## TASK STATEMENT:
Write out the listing below again with every "laid out like this sample" changed to "formatted like this example" and nothing else altered. Leave out the pictures.

## BEGIN RECORD EXTRACTS

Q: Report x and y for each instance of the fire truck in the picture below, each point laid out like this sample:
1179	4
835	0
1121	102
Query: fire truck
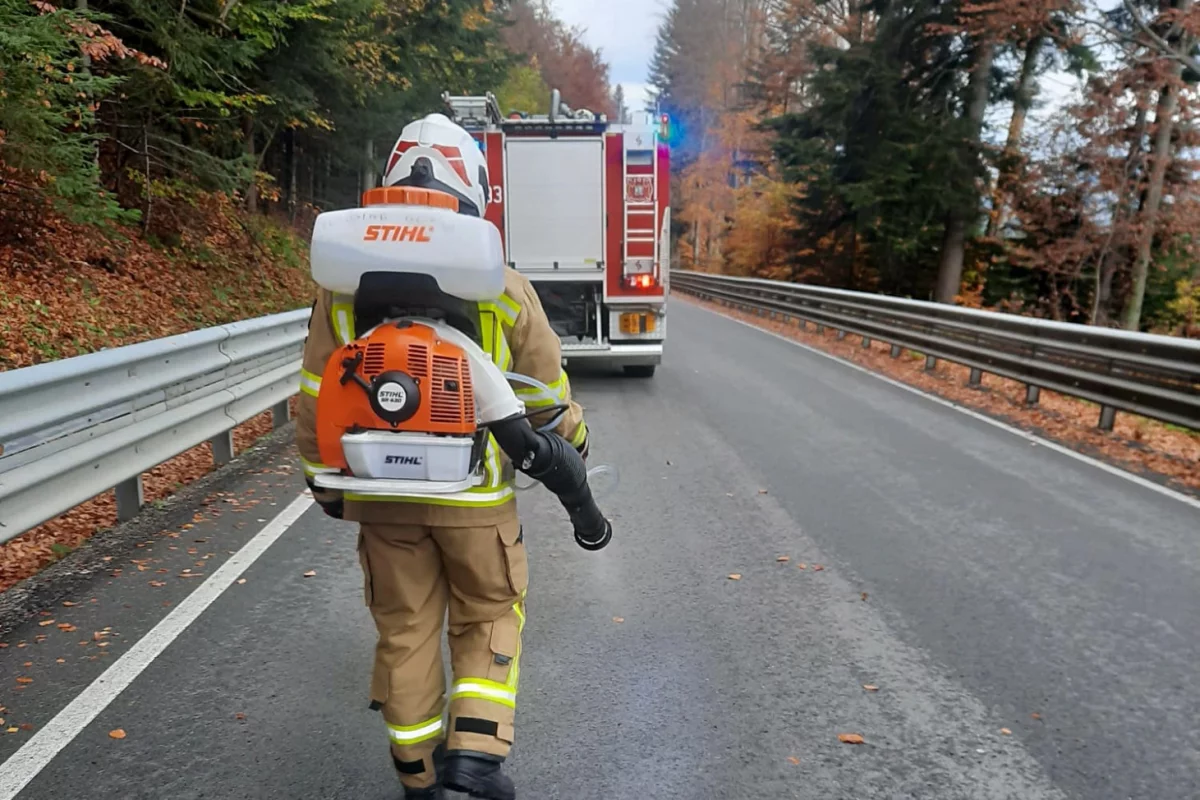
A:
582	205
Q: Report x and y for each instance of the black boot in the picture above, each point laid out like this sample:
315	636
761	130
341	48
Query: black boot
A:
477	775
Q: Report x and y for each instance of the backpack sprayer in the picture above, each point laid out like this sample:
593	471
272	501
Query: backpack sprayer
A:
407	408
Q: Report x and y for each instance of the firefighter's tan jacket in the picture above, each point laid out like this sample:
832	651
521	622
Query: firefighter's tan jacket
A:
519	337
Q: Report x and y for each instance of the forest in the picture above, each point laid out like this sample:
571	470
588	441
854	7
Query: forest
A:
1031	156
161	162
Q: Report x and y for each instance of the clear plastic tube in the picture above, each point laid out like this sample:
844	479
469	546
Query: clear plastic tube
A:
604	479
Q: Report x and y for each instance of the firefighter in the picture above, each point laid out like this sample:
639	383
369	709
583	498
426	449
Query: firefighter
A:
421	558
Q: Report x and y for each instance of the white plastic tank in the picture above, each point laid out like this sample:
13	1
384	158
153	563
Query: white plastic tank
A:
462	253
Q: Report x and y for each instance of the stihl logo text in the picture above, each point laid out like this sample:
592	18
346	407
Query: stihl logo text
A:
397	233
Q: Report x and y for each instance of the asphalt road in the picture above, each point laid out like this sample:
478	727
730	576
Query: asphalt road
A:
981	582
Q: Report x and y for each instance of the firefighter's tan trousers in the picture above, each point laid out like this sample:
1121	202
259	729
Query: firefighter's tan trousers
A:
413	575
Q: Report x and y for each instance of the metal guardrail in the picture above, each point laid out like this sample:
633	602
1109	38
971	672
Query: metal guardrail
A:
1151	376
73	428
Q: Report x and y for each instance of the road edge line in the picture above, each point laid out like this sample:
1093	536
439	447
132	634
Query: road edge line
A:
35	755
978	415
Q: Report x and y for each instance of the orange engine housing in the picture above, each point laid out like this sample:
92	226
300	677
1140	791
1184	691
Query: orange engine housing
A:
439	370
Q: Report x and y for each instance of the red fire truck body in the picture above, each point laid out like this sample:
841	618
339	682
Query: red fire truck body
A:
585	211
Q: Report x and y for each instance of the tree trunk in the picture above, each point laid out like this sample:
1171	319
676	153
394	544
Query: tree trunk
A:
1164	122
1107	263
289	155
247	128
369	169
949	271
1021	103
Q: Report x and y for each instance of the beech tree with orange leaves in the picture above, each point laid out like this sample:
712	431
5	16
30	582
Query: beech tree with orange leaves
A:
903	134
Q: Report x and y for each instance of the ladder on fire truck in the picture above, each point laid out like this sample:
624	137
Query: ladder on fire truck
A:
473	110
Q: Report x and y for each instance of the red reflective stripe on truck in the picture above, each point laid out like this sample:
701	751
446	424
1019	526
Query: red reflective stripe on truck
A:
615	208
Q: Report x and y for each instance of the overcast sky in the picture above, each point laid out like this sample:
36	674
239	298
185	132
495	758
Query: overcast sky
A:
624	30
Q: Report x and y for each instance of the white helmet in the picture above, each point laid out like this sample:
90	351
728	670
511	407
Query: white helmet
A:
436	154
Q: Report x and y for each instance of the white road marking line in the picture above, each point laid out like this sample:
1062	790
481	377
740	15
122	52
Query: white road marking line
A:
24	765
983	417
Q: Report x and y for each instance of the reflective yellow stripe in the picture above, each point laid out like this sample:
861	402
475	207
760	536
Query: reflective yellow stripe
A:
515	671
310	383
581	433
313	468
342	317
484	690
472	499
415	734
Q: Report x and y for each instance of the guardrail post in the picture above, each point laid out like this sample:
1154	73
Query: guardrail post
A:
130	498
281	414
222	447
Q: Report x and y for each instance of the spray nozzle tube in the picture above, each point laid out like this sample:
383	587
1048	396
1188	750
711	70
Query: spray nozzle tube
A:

## END RECORD EXTRACTS

## ANSWER BELOW:
Q: Report x and y for each instance of the fire truck in the picture below, each point formatted like this example:
1179	4
835	0
1121	102
Query: fire truck
A:
582	205
Q: Report x and y for each instance of the black boot in the picture above, each point formatted like this example:
315	636
761	130
341	48
Query: black boot
A:
477	775
Q: Report x and y for each instance of the backpack sprayer in the picture above, each point formatted like this example:
593	471
272	501
Query: backpack sprayer
A:
407	408
Q: Report x and y for each instance of the firefighter's tan jacket in the picture above, each point formatted like this example:
832	651
521	622
Query: firefighter's tan jacket
A:
519	337
Q: Report x and y for each instance of the forest in the picture above, each point formatted like this example:
571	470
588	441
854	7
Query: forest
A:
1031	156
161	162
Q: Report x and y for each instance of the clear plastic tube in the picture above, each point formatted like this example:
844	479
469	546
Query: clear plastic tube
A:
604	479
Q: Report x and y for each instance of the firefighter in the picture above, each point formatted like this example:
639	383
369	709
583	498
426	449
Query: firefighter
A:
421	558
Q: Report x and y for each instance of the white plastic tank in the picture above, each point formatted like this example:
13	1
384	158
153	563
Query: white plastic tank
A:
462	253
Q: Report x and y for each instance of the stihl logo text in the picture above, each point formatted like this example:
592	18
346	407
Query: stihl logo text
A:
397	233
Q: Report x and y for each instance of the asphalt road in the picture above, each point formatted like this example:
478	727
730	576
Query: asphalt road
A:
981	582
Q: Report x and y for each instance of the firefighter's tan trousers in the picture above, each point formatted like this example:
1121	202
259	729
Query: firefighter's tan trousers
A:
413	575
Q: Report x and y for each instance of the metal guardrail in the picture above, each point formatted like this example:
633	602
1109	38
971	672
Query: metal guardrail
A:
1151	376
73	428
Q: Report x and y for each instance of the road edge line in the picture above, each point formatted like this example:
1093	536
439	447
132	634
Query: road edge line
A:
35	755
978	415
Q: Report x and y for each instance of the orange engine housing in the picture above, each point formatted like this example:
92	226
300	677
1140	791
1184	691
Query: orange engine housing
A:
439	370
Q: Report x and y for each instance of the red fire truck body in the picture above, each point formatted like this example:
841	618
339	682
Query: red fire truck body
A:
585	211
Q: Report x and y for each instance of the tree trunk in the picture above, each point formatted like this example:
1171	319
676	153
394	544
Query: tree trunk
A:
1164	122
1107	263
289	155
247	128
369	169
949	271
1021	103
Q: Report x and y for each instance of the beech tree with orange leaves in the picture above, each point formatted like this example:
712	431
5	16
30	582
Query: beech tree with orange leaves
A:
903	134
Q: Report x and y for each instance of the ladder on fire truck in the picture above, each point formatted like this example:
624	137
Query: ladder on fire truck
A:
473	110
Q: Report x and y for each instance of the red reflective stripe on truck in the picture above, each point formatted like this example:
701	751
446	424
1019	526
Query: red reflective stripe on truck
A:
615	208
Q: Report x and y for each instance of the overcast sky in the picture above, each point formatted like this example:
36	674
239	298
185	132
495	758
Query: overcast sky
A:
624	30
Q: Report x and y for each instance of the white helmet in the picture above, each point formatted like this example:
90	351
728	670
511	407
Query: white helmet
A:
436	154
Q: Report x and y for each instance of the white road marking line in the picture above, each point formatted like this example:
1062	790
481	377
740	15
122	52
Query: white road marking line
A:
24	765
983	417
Q: Report x and y for each instance of the reflective yellow stripe in the picture above, each point formatted like this example:
861	402
475	207
760	536
Query: reflective yellow stripe
A:
515	671
310	383
581	433
313	468
342	317
484	690
472	499
415	734
Q: Report x and y for each instance of the guardrail post in the picture above, each point formatted like this example:
1154	73
Query: guardrail post
A:
130	498
281	414
222	447
Q: Report x and y for each instance of the spray nozzle tube in the picture above, each point formatted like this example:
383	587
1048	396
1188	750
711	70
Query: spray nozzle tube
A:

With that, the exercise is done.